» **DATA LISTING**:
==============================

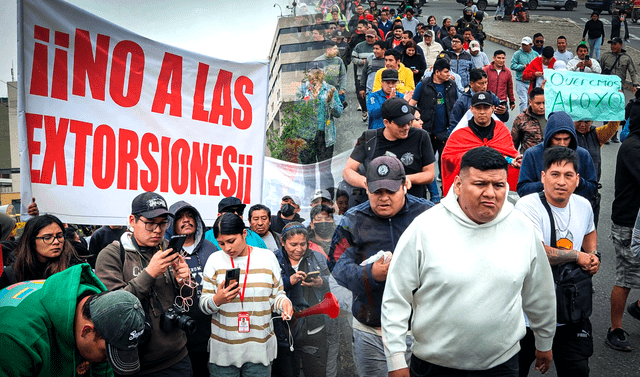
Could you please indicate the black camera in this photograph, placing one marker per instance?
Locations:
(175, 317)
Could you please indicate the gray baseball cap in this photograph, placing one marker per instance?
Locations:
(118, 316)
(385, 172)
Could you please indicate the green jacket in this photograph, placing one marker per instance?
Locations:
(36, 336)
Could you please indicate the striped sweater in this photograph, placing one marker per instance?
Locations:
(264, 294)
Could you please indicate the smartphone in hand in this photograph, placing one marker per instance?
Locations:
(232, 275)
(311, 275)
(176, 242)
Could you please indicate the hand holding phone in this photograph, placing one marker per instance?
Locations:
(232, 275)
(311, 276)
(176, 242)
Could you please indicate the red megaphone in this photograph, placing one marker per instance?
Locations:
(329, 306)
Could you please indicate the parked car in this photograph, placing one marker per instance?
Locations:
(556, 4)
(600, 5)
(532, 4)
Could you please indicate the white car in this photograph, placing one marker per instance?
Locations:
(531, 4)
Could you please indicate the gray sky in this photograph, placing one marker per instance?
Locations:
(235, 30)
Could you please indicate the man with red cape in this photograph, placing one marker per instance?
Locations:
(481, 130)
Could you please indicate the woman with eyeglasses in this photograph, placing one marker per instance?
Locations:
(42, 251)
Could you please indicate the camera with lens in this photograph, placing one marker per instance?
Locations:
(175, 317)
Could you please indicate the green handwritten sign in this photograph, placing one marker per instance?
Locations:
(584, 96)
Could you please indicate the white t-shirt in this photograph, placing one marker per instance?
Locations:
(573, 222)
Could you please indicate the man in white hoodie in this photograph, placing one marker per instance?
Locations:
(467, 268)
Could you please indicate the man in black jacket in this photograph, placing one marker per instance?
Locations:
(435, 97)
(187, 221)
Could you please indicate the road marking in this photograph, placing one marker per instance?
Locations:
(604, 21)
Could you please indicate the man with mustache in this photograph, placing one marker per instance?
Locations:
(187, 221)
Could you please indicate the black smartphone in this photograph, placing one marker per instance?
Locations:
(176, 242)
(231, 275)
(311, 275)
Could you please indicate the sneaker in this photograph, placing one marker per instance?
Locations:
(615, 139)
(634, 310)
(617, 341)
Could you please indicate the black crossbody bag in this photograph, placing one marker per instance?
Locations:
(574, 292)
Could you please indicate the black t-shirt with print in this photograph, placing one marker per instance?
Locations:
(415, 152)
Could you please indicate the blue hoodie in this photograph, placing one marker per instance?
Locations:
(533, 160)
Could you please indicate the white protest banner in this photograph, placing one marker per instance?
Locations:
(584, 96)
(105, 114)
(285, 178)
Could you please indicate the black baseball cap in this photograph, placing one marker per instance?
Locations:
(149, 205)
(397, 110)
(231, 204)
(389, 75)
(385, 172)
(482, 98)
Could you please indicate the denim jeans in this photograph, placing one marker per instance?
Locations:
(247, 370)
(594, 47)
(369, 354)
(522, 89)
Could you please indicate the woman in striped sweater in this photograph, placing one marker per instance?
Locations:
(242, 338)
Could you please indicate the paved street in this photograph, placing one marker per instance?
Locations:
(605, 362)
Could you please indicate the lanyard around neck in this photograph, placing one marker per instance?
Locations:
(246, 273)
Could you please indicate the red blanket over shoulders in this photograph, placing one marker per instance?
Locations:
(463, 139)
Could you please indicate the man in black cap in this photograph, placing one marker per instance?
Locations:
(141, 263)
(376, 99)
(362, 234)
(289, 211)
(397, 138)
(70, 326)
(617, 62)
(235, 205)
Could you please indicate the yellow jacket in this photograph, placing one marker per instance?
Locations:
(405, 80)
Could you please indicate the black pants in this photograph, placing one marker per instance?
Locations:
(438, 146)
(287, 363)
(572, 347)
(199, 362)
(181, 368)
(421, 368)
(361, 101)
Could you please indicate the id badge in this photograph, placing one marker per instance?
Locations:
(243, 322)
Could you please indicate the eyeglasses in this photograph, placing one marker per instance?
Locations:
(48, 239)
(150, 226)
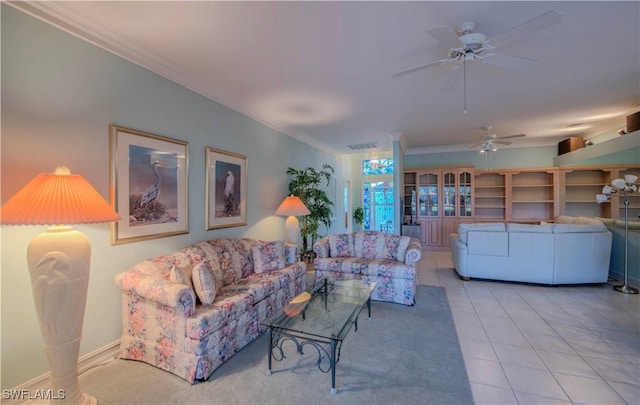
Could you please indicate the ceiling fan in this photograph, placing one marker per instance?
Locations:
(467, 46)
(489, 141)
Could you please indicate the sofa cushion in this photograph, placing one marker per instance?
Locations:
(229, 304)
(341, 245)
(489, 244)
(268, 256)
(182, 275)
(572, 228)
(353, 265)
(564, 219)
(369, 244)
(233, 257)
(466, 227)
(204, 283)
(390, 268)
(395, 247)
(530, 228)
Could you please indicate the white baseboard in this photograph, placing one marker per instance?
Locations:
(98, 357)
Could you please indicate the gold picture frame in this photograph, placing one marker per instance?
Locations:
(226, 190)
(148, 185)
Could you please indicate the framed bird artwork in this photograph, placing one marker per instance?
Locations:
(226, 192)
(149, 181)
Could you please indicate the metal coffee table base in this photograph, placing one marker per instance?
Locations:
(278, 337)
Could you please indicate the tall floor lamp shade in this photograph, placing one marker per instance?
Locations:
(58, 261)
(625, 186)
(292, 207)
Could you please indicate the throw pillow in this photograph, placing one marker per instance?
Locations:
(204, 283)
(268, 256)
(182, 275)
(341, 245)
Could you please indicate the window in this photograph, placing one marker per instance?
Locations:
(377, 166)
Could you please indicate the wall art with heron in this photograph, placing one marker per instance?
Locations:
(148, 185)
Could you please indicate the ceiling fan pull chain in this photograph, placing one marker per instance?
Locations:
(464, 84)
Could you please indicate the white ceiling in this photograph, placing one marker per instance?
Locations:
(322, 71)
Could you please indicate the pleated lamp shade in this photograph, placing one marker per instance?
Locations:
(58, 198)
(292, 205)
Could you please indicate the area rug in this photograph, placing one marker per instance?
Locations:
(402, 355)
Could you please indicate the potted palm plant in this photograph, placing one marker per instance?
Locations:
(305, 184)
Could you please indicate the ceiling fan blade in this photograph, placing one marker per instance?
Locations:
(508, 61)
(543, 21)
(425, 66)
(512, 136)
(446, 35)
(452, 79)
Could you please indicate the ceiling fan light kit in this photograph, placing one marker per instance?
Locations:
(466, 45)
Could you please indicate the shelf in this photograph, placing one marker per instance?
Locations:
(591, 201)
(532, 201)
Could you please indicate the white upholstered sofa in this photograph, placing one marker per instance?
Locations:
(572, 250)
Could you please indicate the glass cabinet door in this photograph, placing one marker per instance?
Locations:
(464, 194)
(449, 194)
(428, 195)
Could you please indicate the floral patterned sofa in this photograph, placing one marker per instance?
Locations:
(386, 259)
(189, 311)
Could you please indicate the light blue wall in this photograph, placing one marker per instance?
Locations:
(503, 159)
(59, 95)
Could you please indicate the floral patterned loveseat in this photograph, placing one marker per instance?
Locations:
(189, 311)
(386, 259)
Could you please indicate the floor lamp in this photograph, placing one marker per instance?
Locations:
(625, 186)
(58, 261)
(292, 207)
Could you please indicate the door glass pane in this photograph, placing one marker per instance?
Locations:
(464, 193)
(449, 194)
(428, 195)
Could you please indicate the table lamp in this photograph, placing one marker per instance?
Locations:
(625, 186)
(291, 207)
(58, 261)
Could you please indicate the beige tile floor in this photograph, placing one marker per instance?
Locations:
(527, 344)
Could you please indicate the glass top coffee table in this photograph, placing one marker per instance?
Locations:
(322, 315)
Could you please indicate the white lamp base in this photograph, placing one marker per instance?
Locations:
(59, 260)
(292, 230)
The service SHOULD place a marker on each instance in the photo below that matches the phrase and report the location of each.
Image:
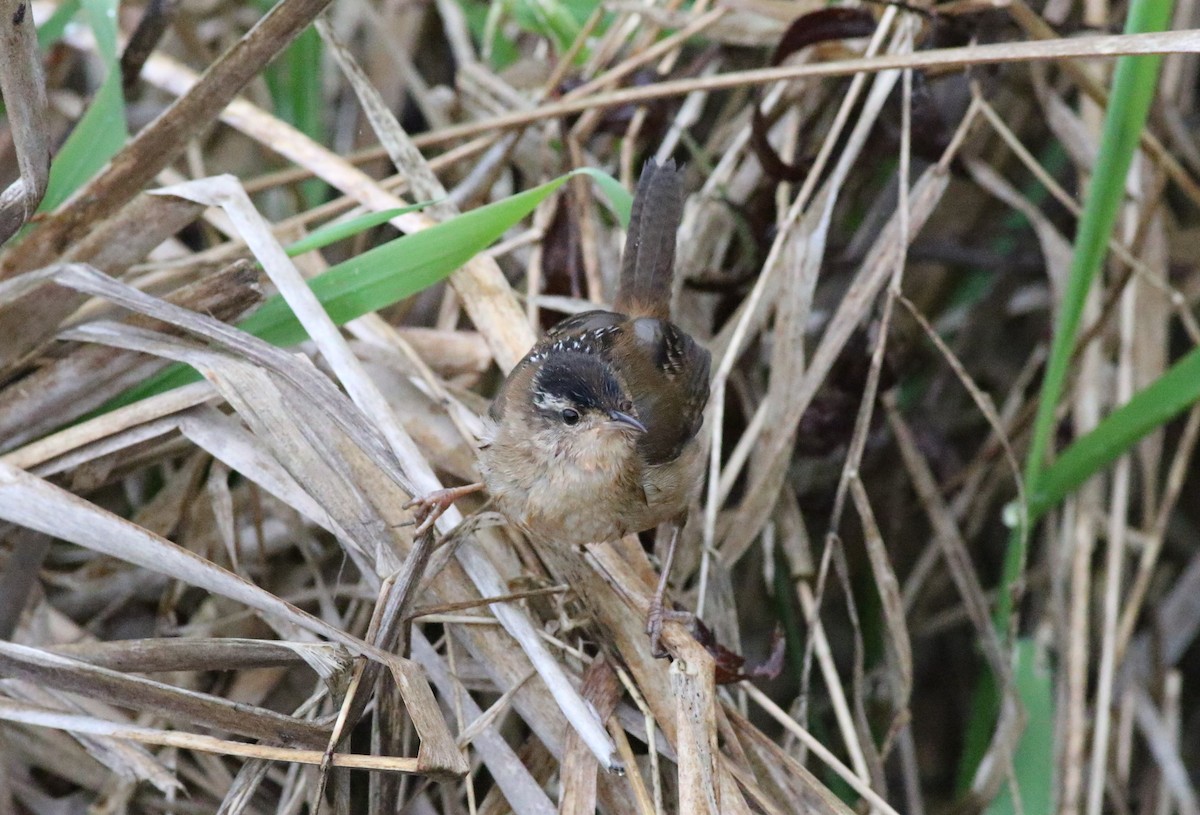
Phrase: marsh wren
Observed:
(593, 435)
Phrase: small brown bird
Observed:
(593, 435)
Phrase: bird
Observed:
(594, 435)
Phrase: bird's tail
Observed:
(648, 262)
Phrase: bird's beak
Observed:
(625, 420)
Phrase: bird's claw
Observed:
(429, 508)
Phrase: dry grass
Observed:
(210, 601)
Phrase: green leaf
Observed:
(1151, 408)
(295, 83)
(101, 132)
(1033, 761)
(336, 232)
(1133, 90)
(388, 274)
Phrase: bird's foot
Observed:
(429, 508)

==============================

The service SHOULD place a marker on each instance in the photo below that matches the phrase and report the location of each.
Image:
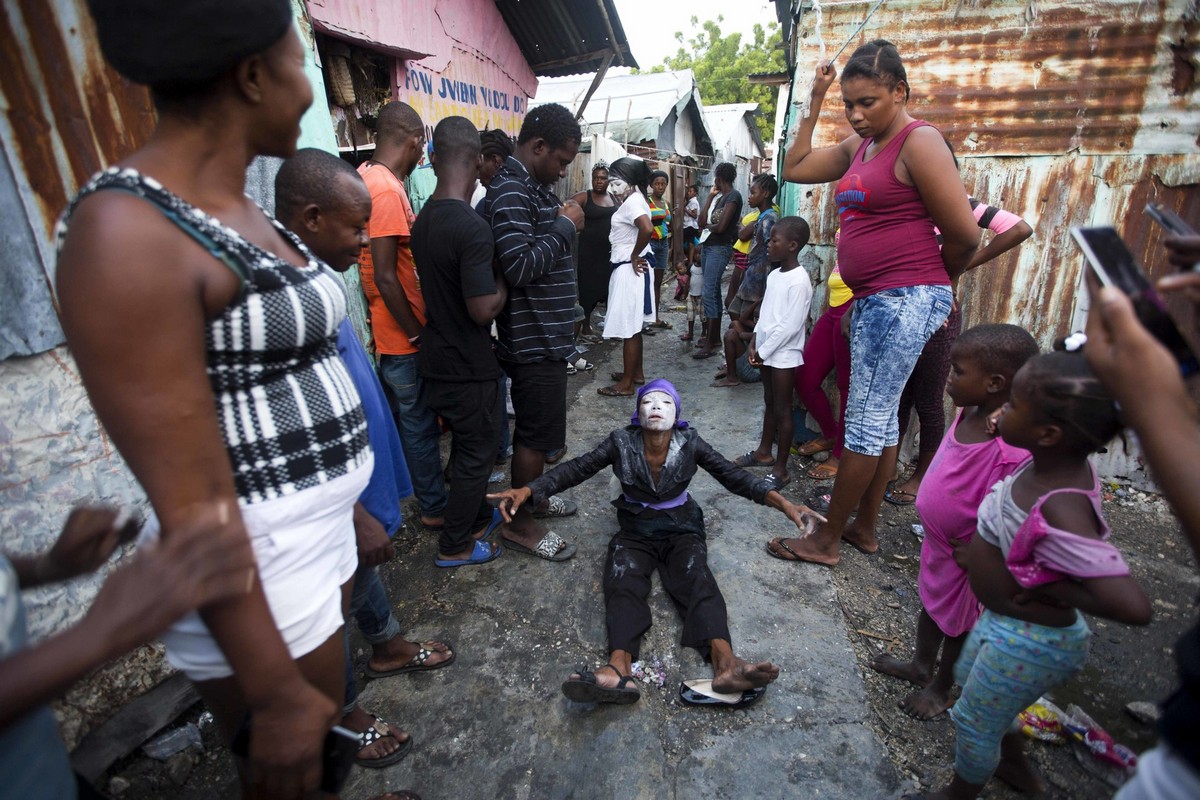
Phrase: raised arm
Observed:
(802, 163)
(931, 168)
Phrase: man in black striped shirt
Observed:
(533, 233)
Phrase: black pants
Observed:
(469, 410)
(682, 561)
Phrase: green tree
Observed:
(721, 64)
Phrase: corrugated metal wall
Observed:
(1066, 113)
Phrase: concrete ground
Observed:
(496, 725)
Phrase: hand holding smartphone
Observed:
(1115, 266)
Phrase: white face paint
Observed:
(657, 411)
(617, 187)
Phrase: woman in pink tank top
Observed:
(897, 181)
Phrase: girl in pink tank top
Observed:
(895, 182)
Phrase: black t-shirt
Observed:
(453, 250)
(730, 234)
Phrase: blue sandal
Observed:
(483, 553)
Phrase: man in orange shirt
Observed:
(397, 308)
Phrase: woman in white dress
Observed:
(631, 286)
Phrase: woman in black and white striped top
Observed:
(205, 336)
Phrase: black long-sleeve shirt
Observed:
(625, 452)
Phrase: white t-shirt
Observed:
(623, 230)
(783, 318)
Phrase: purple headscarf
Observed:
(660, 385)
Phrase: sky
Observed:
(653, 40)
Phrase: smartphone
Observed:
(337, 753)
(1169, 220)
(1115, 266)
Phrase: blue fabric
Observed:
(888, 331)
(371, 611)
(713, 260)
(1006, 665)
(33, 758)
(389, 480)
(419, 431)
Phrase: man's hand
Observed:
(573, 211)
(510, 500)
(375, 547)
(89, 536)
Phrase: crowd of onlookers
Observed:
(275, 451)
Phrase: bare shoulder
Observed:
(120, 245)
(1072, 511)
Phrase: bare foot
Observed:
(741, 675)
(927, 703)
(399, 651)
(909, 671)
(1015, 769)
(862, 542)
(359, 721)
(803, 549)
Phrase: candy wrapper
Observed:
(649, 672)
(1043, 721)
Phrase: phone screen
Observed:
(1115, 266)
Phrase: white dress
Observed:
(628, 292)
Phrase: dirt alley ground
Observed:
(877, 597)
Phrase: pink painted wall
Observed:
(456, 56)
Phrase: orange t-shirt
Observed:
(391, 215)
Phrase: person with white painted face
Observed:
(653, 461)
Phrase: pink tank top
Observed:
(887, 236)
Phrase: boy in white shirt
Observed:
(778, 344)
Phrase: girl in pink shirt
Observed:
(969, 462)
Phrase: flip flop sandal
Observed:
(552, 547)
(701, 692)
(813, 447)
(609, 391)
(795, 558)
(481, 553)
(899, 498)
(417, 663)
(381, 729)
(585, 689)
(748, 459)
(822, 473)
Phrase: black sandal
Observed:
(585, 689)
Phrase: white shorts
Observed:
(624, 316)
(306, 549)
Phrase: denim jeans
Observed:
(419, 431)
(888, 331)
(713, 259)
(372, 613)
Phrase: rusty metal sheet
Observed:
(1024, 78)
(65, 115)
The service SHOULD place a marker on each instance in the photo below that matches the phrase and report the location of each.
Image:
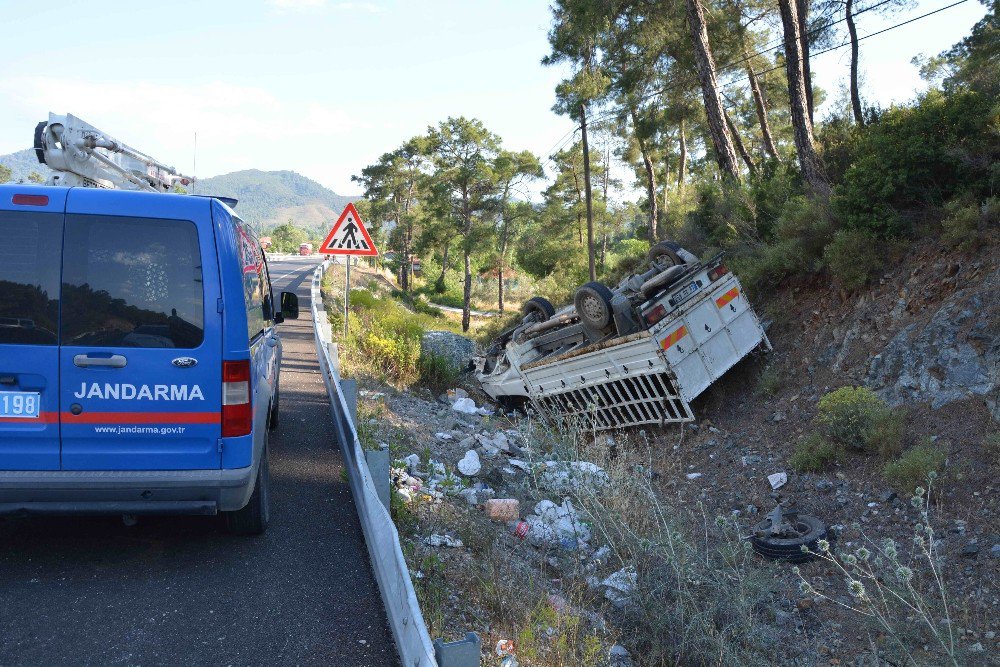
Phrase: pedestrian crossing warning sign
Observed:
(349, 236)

==============================

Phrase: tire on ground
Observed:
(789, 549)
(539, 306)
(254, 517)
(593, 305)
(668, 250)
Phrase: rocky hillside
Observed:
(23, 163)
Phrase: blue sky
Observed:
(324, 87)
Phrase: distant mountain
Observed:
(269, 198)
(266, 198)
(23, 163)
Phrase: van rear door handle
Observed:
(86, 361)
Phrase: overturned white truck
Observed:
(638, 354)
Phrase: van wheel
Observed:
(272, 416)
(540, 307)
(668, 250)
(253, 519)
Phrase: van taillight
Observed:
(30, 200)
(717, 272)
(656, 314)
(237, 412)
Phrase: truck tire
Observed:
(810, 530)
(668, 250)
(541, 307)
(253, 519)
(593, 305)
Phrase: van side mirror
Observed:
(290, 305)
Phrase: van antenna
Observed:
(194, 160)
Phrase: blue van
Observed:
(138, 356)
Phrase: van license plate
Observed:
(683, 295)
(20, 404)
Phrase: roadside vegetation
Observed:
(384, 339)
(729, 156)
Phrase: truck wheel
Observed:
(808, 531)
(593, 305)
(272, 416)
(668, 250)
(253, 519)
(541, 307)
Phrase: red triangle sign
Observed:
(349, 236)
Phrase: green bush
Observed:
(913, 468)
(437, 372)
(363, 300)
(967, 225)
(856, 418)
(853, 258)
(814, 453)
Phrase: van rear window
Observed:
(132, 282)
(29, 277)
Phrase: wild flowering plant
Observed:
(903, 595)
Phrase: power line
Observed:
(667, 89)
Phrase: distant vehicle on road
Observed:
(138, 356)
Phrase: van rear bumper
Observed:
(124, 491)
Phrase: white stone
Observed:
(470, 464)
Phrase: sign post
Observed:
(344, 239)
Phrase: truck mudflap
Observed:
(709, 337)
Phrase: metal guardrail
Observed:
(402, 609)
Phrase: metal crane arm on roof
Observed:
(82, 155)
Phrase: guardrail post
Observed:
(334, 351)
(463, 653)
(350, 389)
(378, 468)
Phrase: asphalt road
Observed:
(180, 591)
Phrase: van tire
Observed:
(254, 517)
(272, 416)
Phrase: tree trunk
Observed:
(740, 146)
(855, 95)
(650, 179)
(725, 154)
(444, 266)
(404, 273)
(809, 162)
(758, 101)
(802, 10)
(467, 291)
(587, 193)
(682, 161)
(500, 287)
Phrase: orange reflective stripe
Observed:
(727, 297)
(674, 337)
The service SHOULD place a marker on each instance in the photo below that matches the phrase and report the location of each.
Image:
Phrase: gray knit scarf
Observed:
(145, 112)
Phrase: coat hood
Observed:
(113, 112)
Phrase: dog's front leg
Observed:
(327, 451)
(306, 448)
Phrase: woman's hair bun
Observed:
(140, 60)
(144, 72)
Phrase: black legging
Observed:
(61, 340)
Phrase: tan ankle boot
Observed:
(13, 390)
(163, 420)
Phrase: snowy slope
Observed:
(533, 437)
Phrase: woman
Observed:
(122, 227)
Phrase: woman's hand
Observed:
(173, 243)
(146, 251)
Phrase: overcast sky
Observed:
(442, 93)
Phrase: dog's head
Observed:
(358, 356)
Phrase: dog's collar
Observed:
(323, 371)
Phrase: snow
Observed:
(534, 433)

==============================

» **YOUR INSTRUCTIONS**: Report every line of the material above that contains the string "dress", copying each such line in full. Case counts.

» **ANSWER TO THIS TASK**:
Phrase: woman in white dress
Phrase: white dress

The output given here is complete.